— Start of Text provided —

I’ve been watching Deadliest Catch. It’s a long-running series about crab fishermen in the Bering Sea. Alaskan crab fishing is a brutal and dangerous job. It takes place in late fall and winter and is accompanied by arctic hurricanes, rogue waves, below zero temps, engine failures, equipment breakdowns, crew injuries, madness, and, occasionally, death.
In the last few years they’ve followed the same group of boats, so the viewer gets to know the captains and crew and to observe their differing styles of not only fishing, but of culture and leadership. Lately it’s been especially interesting as the older group of captains begins to retire or experience failing health and the younger generation begins to emerge. Watching these captains, who are in an excruciatingly stressful position—really a lot like war—manage their crew with varying degrees of skill and finesse, or the lack thereof, has been fascinating and helpful to me.
Most of these boats run with a crew of five or six people. Each one of them is being pushed to the limits of human endurance. Characters emerge. The older, more stable boats often have the same crew from season to season—guys who’ve worked together for years and are comfortable with each other and respectful towards the captain.

— End of Text provided —
— Start of Extracted entries —

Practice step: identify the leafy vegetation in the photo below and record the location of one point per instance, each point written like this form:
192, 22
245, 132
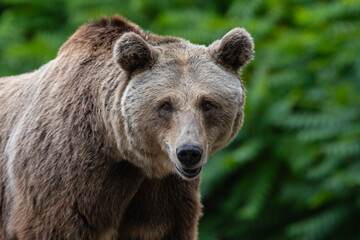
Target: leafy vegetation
293, 172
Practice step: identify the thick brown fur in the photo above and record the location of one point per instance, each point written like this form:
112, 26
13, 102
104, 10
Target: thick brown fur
82, 155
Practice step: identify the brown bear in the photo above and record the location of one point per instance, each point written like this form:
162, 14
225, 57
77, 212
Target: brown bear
107, 140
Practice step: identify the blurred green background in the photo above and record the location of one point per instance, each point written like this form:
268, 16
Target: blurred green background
293, 172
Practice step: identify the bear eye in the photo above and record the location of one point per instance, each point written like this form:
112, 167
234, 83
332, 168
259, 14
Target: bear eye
207, 106
166, 107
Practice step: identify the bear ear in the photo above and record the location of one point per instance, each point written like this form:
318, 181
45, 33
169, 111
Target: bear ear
234, 50
132, 53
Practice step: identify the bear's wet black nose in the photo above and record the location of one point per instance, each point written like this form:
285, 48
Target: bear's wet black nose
189, 155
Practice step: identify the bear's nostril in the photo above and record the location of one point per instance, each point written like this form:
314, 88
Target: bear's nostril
189, 155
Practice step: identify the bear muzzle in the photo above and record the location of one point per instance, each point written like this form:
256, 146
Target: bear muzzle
189, 156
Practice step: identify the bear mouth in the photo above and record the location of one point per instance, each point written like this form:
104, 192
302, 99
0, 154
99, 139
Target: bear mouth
188, 172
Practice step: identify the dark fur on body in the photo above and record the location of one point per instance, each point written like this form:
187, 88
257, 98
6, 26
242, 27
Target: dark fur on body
57, 142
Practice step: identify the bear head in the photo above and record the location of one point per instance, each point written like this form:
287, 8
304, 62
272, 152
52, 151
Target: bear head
182, 101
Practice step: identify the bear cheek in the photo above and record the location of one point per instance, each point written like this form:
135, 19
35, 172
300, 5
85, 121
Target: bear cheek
219, 128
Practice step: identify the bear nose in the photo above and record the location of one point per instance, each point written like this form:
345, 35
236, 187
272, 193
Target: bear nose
189, 155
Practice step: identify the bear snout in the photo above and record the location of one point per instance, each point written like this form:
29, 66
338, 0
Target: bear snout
189, 155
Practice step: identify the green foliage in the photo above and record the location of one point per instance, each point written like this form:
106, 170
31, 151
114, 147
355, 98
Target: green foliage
293, 170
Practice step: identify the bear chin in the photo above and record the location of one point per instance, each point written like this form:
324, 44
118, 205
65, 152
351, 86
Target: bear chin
188, 173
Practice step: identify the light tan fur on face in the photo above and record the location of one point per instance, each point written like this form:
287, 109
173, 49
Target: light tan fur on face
184, 76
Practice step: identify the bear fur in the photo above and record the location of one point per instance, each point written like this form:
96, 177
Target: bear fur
90, 143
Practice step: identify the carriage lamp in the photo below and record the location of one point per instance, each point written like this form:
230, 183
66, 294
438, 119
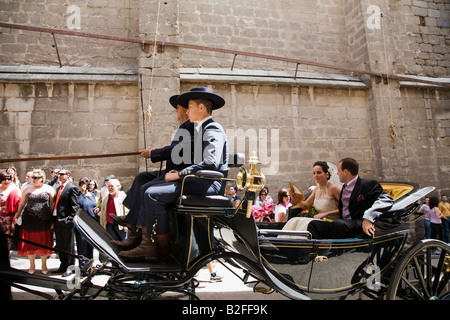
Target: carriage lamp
252, 180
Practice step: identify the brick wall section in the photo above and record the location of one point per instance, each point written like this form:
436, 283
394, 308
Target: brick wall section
71, 120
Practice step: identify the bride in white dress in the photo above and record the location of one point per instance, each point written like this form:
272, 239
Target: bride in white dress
324, 198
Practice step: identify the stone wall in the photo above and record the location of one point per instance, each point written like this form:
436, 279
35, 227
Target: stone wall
65, 119
398, 130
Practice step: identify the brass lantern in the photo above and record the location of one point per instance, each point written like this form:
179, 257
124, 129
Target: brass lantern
252, 180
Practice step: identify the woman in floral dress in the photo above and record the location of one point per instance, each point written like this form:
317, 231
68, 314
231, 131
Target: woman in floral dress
37, 222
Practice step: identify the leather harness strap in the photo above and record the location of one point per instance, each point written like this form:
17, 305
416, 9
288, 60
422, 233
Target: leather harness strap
70, 157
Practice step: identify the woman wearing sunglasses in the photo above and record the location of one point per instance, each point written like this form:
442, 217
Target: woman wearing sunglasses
37, 222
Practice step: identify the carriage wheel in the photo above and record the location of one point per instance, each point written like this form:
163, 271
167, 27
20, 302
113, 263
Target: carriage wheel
422, 273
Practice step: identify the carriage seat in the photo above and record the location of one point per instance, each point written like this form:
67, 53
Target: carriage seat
206, 201
234, 160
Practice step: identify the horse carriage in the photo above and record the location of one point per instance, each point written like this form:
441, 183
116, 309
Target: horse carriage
209, 228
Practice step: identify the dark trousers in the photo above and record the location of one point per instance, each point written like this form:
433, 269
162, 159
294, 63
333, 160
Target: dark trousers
339, 229
84, 248
64, 236
134, 198
115, 232
437, 231
159, 196
445, 225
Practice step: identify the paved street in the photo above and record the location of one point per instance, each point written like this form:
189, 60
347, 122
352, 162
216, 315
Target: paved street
231, 288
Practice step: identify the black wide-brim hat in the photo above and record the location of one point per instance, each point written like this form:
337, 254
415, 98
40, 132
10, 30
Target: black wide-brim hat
201, 93
174, 100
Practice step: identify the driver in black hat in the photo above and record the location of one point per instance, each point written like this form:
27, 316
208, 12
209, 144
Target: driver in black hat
210, 152
145, 179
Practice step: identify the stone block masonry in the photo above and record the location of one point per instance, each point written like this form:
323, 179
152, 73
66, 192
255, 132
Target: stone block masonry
398, 130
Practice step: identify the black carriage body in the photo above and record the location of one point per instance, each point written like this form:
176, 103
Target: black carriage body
330, 268
204, 229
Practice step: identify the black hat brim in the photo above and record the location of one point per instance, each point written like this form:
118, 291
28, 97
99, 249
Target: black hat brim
173, 100
218, 101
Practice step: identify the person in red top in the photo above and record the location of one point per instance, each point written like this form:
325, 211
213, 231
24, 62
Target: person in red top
9, 203
112, 204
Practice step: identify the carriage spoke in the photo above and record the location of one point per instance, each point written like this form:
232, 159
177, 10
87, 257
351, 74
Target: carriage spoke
437, 276
420, 277
429, 269
412, 287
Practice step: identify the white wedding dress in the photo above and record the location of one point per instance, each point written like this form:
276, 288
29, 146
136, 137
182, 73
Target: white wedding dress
322, 203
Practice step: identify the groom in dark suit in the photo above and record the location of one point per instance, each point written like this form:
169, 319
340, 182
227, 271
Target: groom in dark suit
362, 201
65, 209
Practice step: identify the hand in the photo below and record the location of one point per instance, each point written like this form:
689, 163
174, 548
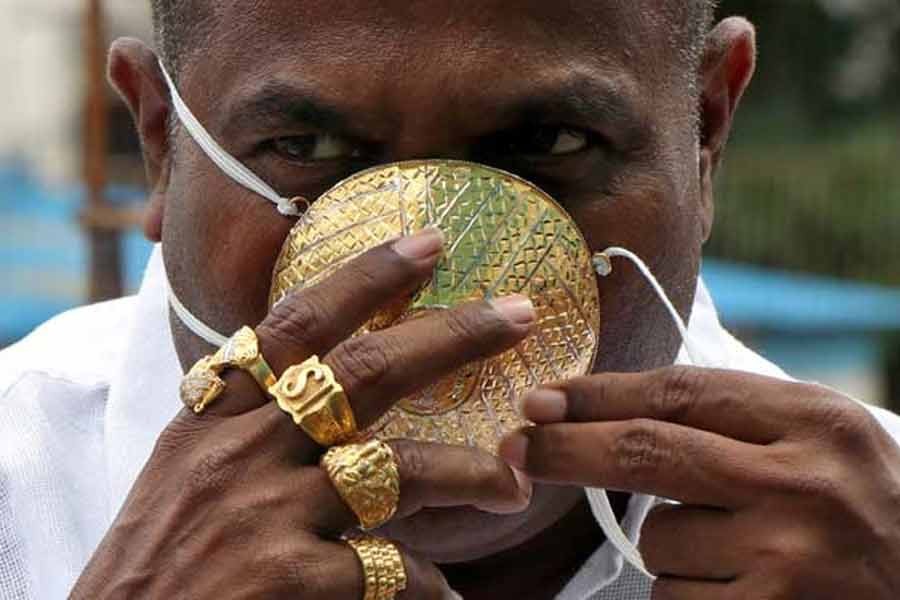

— End of Extracted entries —

### Given task 1
According to the text on Deadliest Catch, how many people make up the crew on most of the boats?
### Given task 2
Write the next part of the text on Deadliest Catch, picking up after its final sentence.

### Exercise answer 1
Five or six people.

### Exercise answer 2
On other boats, the ones with more cantankerous captains, or new, younger, unproven captains, the crew changes more often, and may include young men who are addicts, alcoholics, violent, cruel, lazy or incapable of accepting authority. How the captains deal with these new, wildcard crew members, who can literally bring fishing to a halt and completely disrupt a trip, is what interests me.
It interests me because I’ve been going through a period in which I have some problematic crew members in my own head. Repetitive, fear-based thoughts that stop the energy flow of my life or clog it up with preoccupation about money, or business, or family, or health, or whatever. The problem imperative, which I’ve talked about before, has become more and more noticeable to me as I become increasingly aware of my own mental state from moment to moment.
Fear and preoccupation, no matter what their content, are the goals of the ego. This is how we forget that we’re dreaming and become convinced that the dream is real. Whatever the ego (the false self) can do to keep us believing our painful thoughts without questioning their truthfulness, it will do. That’s its goal. Everything that exists tends to fight for its existence—even delusions.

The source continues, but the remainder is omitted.